(Work item) Reproduce everything in the letter on genetics and drug response from "The range of" down to "vary between individuals.", word for word.

(Page text)

▶

To the Editor: A daunting idea for health care providers is the statistic that, for many medications, only about half of the patients given standard doses will receive the desired therapeutic benefit.1 In the past decade or so, it has been argued that some of this variation in response may be attributed to genetic differences between individuals in mechanisms responsible for the pharmacokinetics and pharmaco-dynamics of many drugs.2

The disparity in health standards among Aboriginal and Torres Strait Islander people compared with non-Indigenous groups is a cause for concern, and requires a concerted political effort to instigate adequate solutions.3,4 Some of the problems include a higher rate of diseases such as hypertension, diabetes, obesity, cardiac disease and depression.3,4

The range of medicines prescribed for these conditions is broad, and some people may not receive the full therapeutic benefit, or may have more severe side effects compared with others. Genetically determined variables contribute to the pharmacokinetics and pharmaco-dynamics of these drugs. Many medications used to treat such diseases are metabolised by the cytochrome P450 (CYP) hepatic enzyme systems, and/or their pharmacokinetics are altered by drug influx and efflux systems. Many of these mechanisms are under genetic control and their efficiency may vary between individuals.

◀

(Provided material)
▶

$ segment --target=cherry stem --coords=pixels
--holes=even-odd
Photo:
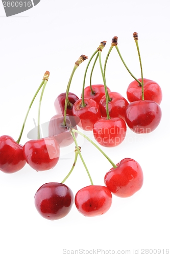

◀

(Your response)
The range of medicines prescribed for these conditions is broad, and some people may not receive the full therapeutic benefit, or may have more severe side effects compared with others. Genetically determined variables contribute to the pharmacokinetics and pharmaco-dynamics of these drugs. Many medications used to treat such diseases are metabolised by the cytochrome P450 (CYP) hepatic enzyme systems, and/or their pharmacokinetics are altered by drug influx and efflux systems. Many of these mechanisms are under genetic control and their efficiency may vary between individuals.